**Extract to read**
▽

Install FeatureStore SDK for Python

  1. Log on to the DataWorks console.

  2. In the left-side navigation pane, click Resource Groups.

  3. On the Exclusive Resource Groups tab, find the resource group that you want to manage. Move the pointer over the image.png icon in the Actions column and select O&M Assistant.

  4. Click Create Command. In the Create Command panel, configure the parameters that are described in the following table.

    Parameter

    Description

    Command Name

    Specify a name. In this example, install is used.

    Command Type

    Select Manual Installation(You cannot run pip commands to install the third-party packages.).

    Command Content

    Enter the following command in the Command Content field:

    /home/tops/bin/pip3 install -i https://pypi.tuna.tsinghua.edu.cn/simple https://feature-store-py.oss-cn-beijing.aliyuncs.com/package/feature_store_py-1.3.1-py3-none-any.whl

    Timeout

    Specify a timeout period.

  5. Click Create.

  6. Click Run Command. In the message that appears, click Run.

  7. Click Refresh to view the latest status of the command. If the state of the command changes to Successful, FeatureStore SDK is installed.

2. Create a project and register feature tables in FeatureStore

You can create a project and register feature tables in FeatureStore in the PAI console or by using FeatureStore SDK based on your business requirements. You must use FeatureStore SDK to export a training dataset and synchronize data. Therefore, you still need to install FeatureStore SDK for Python after you create a project and register feature tables in the PAI console.

Method 1: Use the PAI console

  1. Create a FeatureStore project.

    1. Log on to the PAI console. In the left-side navigation pane, choose Data Preparation > FeatureStore.

    2. On the FeatureStore page, select a workspace from the drop-down list and click Enter FeatureStore.

    3. Click Create Project. On the Create Project page, configure the project parameters that are described in the following table.

      Parameter

      Description

      Name

      Specify a name. In this example, fs_demo is used.

      Description

      Enter a custom description.

      Offline Store (Offline Store)

      Select the MaxCompute data store that you configured.

      Online Store (Online Store)

      Select the Hologres data store that you configured.

    4. Click Submit.

  2. Create feature entities.

    1. On the FeatureStore page, find the created project and click the project name to go to the Project Details page.

    2. On the Feature Entity tab, click Create Feature Entity. In the Create Feature Entity panel, configure the parameters that are described in the following table for the user feature entity.

      Parameter

      Description

      Feature Entity Name

      Specify a name. In this example, user is used.

      Join Id

      Set this parameter to user_id.

    3. Click Submit.

    4. Click Create Feature Entity. In the Create Feature Entity panel, configure the parameters that are described in the following table for the item feature entity.

      Parameter

      Description

      Feature Entity Name

      Specify a name. In this example, item is used.

      Join Id

      Set this parameter to item_id.

    5. Click Submit.

  3. Create feature views.

    1. On the Feature View tab of the Project Details page, click Create Feature View. In the Create Feature View panel, configure the parameters that are described in the following table for the user feature view.

△

**Tasks and exercises**
a - Return the part of the FeatureStore setup guide that runs from "Select the Hologres" to "Project Details page.".
b - Resume the FeatureStore setup guide from where it stops.

[Object point labels]
▽

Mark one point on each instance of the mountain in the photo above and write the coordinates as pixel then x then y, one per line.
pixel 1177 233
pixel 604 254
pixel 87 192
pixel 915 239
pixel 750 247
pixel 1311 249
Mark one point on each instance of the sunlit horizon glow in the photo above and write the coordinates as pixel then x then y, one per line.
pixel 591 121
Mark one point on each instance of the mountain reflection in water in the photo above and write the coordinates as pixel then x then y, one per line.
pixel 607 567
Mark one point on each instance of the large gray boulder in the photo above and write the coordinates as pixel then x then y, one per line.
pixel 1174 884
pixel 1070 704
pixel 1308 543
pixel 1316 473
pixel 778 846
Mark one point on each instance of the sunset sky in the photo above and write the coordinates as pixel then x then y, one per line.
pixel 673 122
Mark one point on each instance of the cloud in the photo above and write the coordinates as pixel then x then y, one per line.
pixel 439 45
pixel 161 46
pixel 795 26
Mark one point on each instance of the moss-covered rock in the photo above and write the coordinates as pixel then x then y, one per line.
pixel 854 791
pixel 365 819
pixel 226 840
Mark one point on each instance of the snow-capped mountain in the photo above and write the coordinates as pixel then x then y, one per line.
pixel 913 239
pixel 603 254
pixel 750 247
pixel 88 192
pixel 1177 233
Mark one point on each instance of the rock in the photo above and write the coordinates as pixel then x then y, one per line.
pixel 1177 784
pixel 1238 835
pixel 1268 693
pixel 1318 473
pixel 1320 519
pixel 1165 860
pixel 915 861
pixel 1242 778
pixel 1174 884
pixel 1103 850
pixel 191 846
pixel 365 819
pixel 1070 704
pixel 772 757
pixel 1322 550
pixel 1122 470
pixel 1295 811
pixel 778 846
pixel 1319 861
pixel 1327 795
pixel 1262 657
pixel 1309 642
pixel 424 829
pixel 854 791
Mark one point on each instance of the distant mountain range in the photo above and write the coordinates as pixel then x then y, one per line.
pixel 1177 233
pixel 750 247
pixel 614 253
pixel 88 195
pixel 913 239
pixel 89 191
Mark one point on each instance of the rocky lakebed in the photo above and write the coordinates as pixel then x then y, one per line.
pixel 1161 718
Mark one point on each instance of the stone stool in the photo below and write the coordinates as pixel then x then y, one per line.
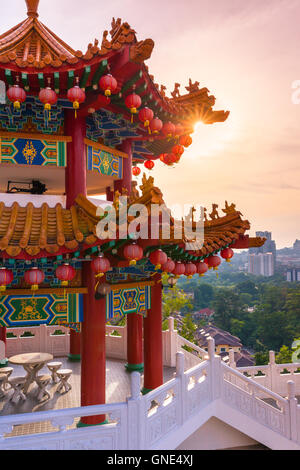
pixel 17 384
pixel 6 371
pixel 2 385
pixel 43 381
pixel 53 367
pixel 64 375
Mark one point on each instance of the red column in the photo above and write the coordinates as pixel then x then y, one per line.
pixel 153 349
pixel 75 176
pixel 75 183
pixel 92 349
pixel 125 182
pixel 134 342
pixel 3 338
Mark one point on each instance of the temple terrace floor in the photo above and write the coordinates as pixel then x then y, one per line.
pixel 117 390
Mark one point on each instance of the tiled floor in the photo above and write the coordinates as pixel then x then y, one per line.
pixel 117 390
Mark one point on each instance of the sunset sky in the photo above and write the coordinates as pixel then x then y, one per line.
pixel 247 54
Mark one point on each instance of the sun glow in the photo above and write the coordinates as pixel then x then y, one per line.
pixel 210 139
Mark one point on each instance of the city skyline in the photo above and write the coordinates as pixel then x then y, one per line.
pixel 245 54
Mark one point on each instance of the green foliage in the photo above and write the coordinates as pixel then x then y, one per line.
pixel 174 301
pixel 261 358
pixel 284 356
pixel 263 312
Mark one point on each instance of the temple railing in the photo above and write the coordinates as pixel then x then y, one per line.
pixel 166 416
pixel 51 339
pixel 272 376
pixel 56 340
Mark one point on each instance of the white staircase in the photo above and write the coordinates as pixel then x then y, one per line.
pixel 169 415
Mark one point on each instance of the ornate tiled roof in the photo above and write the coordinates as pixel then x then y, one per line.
pixel 34 230
pixel 32 44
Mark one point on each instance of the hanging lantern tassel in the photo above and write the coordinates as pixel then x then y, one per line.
pixel 133 111
pixel 76 95
pixel 147 124
pixel 34 288
pixel 34 277
pixel 47 109
pixel 100 265
pixel 75 106
pixel 98 277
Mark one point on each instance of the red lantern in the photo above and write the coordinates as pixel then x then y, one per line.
pixel 169 159
pixel 149 164
pixel 178 150
pixel 108 84
pixel 6 278
pixel 168 130
pixel 227 254
pixel 76 95
pixel 136 171
pixel 179 269
pixel 213 261
pixel 48 97
pixel 190 269
pixel 100 265
pixel 158 258
pixel 65 273
pixel 178 130
pixel 133 102
pixel 185 140
pixel 162 157
pixel 17 95
pixel 133 253
pixel 169 266
pixel 155 125
pixel 145 116
pixel 202 268
pixel 34 277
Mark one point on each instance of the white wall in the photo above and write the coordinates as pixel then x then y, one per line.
pixel 215 434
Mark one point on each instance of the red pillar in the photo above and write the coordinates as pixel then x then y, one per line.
pixel 75 183
pixel 92 349
pixel 134 342
pixel 125 182
pixel 3 338
pixel 153 349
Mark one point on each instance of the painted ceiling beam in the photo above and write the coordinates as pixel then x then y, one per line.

△

**Set of answers**
a -
Select the Hologres data store that you configured.

    4. Click Submit.

  2. Create feature entities.

    1. On the FeatureStore page, find the created project and click the project name to go to the Project Details page.

b -
      Parameter

      Description

      View Name

      Specify a name. In this example, user_table_preprocess_all_feature_v1 is used.

      Type

      Select Offline.

      Write Mode

      Select Use Offline Table.

      Store

      Select the MaxCompute data store that you configured.

      Feature Table

      Select the prepared user table rec_sln_demo_user_table_preprocess_all_feature_v1.

      Feature Field

      Select the user_id primary key field.

      Synchronize Online Feature Table

      Select Yes.

      Feature Entity

      Select user.

      Feature Lifecycle

      Use the default value.

    2. Click Submit.

    3. Click Create Feature View. In the Create Feature View panel, configure the parameters that are described in the following table for the item feature view.

      Parameter

      Description

      View Name

      Specify a name. In this example, item_table_preprocess_all_feature_v1 is used.

      Type

      Select Offline.

      Write Mode

      Select Use Offline Table.

      Store

      Select the MaxCompute data store that you configured.

      Feature Table

      Select the prepared item table rec_sln_demo_item_table_preprocess_all_feature_v1.

      Feature Field

      Select the item_id primary key field.

      Synchronize Online Feature Table

      Select Yes.

      Feature Entity

      Select item.

      Feature Lifecycle

      Use the default value.

    4. Click Submit.

  4. Create a label table.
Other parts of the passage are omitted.